__What is being asked__
Show every line in the listing below that contains the word "control", copying each line unchanged.
::: Extracted entries
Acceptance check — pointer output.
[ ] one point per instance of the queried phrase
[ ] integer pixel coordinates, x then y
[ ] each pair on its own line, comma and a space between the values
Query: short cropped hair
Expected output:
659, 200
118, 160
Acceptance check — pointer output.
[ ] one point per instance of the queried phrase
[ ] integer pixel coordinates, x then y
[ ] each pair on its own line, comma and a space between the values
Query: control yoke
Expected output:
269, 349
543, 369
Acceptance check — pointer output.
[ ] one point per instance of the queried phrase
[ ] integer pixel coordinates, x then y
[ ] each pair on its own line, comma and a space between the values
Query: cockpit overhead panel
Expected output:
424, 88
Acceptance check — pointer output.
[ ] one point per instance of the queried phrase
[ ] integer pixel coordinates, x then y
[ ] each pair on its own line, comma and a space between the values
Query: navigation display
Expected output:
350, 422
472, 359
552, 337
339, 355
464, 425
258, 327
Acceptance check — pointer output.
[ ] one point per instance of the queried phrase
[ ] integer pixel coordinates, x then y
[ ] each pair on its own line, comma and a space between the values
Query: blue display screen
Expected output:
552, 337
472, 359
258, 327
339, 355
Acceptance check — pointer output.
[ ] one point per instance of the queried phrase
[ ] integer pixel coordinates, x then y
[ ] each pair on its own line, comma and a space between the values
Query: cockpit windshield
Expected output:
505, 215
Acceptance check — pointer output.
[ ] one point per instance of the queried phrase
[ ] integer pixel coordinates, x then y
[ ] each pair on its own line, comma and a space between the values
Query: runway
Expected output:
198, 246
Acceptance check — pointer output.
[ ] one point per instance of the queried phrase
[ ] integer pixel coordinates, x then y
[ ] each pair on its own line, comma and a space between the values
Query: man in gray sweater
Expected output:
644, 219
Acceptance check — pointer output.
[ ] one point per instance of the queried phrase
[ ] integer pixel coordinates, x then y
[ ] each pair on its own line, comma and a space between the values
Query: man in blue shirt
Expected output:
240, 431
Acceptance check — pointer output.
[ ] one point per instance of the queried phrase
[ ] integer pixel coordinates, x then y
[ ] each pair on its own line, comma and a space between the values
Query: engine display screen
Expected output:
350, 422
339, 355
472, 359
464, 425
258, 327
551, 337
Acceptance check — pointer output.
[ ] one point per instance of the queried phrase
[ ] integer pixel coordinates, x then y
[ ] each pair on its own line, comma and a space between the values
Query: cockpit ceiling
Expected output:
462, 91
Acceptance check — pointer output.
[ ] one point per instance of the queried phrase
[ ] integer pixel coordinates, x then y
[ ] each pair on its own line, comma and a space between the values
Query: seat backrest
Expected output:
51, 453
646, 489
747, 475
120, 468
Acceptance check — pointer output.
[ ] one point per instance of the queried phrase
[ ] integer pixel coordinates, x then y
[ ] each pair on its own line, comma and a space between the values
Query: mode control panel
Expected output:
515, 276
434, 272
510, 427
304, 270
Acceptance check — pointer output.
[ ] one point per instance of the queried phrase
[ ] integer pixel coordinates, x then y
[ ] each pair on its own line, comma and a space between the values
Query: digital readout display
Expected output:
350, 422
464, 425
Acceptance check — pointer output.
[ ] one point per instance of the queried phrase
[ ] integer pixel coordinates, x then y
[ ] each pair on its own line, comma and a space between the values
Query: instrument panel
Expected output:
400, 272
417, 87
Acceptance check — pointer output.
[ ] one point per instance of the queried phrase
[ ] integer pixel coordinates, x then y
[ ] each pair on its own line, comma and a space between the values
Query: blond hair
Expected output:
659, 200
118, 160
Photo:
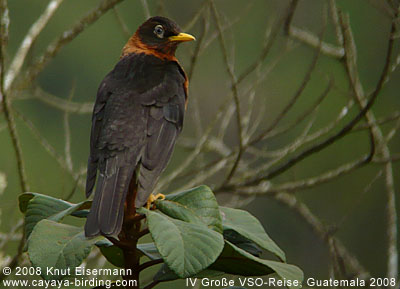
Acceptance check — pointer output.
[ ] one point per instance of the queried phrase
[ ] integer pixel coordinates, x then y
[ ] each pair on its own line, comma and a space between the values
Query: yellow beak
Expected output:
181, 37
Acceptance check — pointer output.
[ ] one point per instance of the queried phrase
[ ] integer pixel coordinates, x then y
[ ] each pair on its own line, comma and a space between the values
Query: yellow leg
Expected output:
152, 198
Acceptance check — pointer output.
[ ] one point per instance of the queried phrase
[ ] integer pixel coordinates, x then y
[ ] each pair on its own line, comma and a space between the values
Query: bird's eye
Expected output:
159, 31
::::::
::: Extracted entries
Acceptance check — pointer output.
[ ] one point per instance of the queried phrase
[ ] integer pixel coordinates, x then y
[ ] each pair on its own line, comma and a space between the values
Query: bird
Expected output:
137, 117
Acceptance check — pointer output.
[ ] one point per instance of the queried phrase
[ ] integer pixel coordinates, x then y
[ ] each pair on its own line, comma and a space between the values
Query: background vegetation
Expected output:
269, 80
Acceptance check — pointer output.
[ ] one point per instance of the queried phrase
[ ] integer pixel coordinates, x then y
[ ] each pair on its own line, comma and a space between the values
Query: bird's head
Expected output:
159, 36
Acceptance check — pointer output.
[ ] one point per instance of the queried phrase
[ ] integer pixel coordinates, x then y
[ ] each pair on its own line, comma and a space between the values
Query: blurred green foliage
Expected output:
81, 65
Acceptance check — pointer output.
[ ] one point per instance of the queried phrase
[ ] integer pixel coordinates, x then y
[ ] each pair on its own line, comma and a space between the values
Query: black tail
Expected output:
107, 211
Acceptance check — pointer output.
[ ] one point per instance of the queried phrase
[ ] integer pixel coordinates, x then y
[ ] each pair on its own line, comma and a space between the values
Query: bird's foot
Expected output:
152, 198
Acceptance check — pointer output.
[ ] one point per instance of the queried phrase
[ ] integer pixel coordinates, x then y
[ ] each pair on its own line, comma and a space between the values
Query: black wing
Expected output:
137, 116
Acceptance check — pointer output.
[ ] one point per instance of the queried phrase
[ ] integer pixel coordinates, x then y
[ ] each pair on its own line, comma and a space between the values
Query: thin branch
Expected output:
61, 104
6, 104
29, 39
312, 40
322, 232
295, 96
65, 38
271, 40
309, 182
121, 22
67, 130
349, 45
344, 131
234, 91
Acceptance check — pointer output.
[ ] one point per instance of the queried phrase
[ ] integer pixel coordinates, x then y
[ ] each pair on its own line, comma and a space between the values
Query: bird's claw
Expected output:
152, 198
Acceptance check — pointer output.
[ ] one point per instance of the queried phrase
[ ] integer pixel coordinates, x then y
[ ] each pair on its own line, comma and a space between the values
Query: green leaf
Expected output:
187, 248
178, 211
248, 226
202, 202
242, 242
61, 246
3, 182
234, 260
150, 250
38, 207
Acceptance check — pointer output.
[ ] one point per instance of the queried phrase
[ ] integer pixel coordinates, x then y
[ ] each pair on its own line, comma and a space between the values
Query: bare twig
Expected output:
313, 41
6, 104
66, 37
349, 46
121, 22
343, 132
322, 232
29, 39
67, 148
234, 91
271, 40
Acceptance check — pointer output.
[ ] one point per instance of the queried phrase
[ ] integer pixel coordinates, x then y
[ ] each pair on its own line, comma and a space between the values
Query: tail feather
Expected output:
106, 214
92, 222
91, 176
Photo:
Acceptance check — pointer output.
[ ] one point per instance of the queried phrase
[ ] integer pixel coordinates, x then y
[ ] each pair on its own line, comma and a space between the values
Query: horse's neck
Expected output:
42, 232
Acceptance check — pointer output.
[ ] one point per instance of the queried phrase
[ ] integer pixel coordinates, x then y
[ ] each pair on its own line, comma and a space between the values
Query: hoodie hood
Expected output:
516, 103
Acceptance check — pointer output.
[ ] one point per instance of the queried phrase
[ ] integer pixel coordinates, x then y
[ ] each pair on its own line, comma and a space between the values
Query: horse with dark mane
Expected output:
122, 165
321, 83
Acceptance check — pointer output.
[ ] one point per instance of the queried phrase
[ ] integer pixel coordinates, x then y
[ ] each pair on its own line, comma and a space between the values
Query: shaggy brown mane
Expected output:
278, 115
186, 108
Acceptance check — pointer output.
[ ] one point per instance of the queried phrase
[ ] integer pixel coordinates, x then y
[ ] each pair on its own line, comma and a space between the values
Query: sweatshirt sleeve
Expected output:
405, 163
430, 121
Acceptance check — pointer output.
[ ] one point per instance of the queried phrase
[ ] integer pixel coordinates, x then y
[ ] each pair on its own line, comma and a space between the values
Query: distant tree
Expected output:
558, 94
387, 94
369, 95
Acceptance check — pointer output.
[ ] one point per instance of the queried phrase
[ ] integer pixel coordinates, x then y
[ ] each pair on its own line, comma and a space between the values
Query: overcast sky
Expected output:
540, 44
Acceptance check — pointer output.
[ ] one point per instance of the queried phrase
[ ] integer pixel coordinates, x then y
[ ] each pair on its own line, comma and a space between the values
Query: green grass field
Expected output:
::::::
::: Extracted entries
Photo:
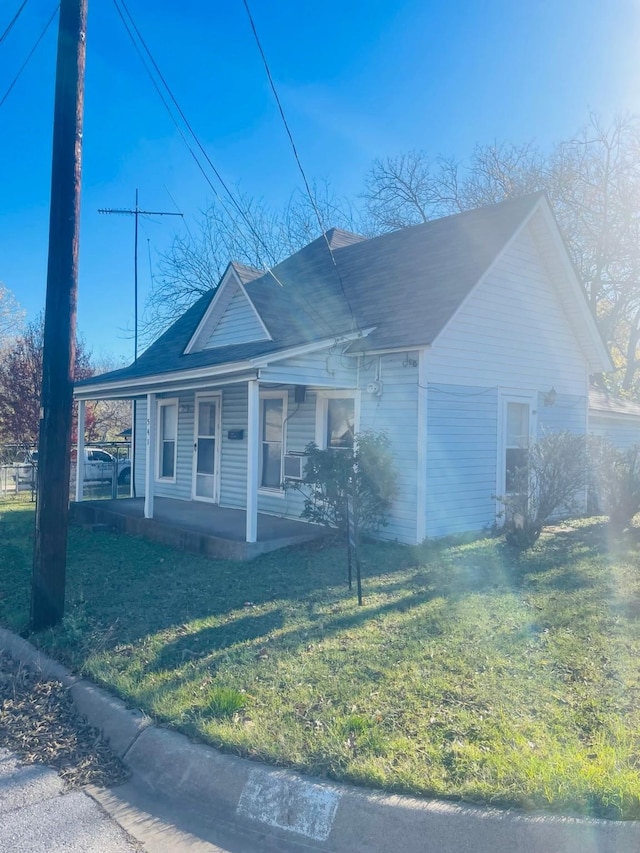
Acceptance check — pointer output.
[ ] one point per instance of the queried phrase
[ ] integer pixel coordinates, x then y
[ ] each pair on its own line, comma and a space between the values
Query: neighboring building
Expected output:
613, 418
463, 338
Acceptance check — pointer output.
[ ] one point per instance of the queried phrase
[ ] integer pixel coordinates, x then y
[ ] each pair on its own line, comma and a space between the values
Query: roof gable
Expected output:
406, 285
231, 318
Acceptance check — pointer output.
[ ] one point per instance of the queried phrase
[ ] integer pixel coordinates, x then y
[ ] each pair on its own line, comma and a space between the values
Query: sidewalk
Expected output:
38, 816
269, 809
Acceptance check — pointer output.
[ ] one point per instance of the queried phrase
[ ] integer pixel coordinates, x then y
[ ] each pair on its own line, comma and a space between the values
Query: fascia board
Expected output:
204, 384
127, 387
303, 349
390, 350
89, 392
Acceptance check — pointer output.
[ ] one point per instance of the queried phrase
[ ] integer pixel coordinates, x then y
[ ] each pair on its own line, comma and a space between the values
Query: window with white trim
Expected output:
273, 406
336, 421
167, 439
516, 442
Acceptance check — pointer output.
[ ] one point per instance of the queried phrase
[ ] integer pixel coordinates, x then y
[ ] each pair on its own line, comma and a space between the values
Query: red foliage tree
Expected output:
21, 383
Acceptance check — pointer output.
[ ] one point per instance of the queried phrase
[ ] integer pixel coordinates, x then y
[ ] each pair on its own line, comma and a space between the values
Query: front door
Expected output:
::::::
__Reply__
Query: control yoke
Query: mode control panel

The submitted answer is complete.